TASK PROMPT:
List the lines of the data below as a numbered list, starting at the line that contains "the white sock" and ending with the final line of the data, including both ends. Leave out blank lines.

Location identification entries
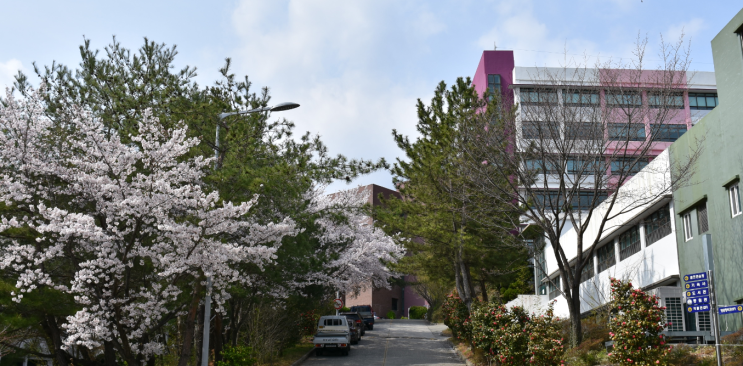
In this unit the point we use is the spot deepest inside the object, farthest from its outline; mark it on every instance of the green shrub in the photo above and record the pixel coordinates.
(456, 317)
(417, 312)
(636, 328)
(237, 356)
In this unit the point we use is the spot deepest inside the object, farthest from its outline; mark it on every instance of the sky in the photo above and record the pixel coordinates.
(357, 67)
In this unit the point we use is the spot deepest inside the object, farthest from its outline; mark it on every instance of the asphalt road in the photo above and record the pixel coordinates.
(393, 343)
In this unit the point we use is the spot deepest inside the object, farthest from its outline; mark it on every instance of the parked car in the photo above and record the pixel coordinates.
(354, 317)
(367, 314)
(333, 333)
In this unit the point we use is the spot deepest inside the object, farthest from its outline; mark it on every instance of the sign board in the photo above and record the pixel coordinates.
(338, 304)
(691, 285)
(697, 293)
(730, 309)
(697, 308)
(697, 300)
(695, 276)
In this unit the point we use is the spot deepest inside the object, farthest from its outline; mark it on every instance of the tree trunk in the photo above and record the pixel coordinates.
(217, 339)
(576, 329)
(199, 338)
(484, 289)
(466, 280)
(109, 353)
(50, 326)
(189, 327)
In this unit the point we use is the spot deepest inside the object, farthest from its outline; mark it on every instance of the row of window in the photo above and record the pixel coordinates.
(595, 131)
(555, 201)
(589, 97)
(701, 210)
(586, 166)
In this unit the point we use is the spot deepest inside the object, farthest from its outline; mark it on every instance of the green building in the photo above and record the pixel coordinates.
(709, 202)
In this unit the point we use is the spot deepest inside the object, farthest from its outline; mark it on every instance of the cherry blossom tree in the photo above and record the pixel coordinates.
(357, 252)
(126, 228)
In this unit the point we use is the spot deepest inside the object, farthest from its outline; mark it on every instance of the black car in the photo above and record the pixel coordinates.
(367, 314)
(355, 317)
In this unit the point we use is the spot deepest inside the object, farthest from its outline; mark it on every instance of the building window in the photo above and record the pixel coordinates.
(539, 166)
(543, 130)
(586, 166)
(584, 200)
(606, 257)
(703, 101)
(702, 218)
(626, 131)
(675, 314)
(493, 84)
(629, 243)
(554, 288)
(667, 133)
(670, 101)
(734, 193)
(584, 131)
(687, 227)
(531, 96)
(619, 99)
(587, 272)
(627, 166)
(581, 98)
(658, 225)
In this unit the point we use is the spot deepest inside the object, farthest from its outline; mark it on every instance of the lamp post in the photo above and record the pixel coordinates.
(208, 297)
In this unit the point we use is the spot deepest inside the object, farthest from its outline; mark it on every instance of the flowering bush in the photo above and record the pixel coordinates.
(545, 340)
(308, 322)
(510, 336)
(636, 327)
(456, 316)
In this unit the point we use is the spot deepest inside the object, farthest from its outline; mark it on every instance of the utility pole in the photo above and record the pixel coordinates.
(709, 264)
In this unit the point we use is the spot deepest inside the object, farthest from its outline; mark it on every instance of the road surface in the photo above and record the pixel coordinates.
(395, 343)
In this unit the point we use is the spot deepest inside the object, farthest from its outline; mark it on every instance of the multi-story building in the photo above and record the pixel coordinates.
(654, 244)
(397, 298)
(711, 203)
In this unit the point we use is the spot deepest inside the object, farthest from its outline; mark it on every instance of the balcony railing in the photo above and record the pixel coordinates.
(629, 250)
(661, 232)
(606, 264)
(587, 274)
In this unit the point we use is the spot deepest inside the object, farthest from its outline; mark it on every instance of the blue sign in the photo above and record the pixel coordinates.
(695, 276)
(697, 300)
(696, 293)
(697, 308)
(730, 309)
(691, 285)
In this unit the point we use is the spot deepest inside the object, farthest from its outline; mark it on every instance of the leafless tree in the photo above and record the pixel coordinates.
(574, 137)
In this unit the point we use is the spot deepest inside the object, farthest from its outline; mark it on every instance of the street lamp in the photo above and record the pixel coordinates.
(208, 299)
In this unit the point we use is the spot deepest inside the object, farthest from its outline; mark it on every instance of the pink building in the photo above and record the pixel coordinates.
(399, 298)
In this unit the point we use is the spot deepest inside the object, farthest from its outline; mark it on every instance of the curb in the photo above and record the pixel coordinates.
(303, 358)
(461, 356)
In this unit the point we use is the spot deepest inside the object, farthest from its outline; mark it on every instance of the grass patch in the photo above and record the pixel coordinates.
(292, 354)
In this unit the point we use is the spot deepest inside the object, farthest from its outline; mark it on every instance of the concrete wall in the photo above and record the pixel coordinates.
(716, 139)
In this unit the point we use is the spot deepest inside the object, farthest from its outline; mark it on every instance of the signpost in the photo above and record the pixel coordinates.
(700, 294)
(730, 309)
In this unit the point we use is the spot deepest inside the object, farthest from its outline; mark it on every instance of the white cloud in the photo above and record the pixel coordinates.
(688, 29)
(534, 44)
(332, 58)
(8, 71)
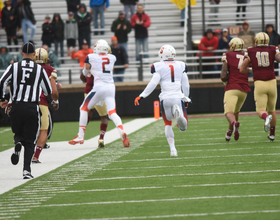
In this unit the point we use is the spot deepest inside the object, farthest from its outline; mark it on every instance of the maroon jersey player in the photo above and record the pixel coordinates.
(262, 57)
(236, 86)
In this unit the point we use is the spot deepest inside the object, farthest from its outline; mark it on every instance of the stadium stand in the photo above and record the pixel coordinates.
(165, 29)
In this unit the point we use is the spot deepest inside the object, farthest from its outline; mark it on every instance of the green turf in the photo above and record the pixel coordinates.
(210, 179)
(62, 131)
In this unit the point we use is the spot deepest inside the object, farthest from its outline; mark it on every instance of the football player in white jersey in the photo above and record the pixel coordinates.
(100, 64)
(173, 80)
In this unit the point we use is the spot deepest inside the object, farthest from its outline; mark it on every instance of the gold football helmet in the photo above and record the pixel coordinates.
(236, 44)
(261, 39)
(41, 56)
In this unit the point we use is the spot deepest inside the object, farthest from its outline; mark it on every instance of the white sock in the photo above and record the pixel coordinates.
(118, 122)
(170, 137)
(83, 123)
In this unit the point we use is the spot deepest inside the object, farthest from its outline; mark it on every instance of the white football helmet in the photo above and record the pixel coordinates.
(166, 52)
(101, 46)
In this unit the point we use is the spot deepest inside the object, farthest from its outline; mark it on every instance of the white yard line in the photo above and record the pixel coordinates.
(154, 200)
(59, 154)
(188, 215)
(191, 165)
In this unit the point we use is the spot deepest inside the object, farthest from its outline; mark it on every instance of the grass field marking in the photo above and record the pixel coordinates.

THE ANSWER:
1. In this unit the point we use is the spot deepest inside the object, farthest from its outline; mark it on every instance of the white sock in the photo above and record the pixel coordinates.
2. (118, 122)
3. (170, 137)
4. (83, 123)
5. In this unit the point we use is the spot deepest inside the object, farthest from its outline; mark it on every instance of the white football helmet in the photo above and record the pixel coordinates.
6. (166, 52)
7. (101, 46)
8. In this unit the point we use is the spot deepest inside the object, farthest from its outline; mark it on every instance of the white yard line in the photo above and record the pixel coordinates.
9. (154, 200)
10. (59, 154)
11. (188, 215)
12. (191, 165)
13. In this unit the point we use is the spot deepest inside the object, farthest from its outline; mark it on every instance of the grass field marking in the photo above and record the pixel coordinates.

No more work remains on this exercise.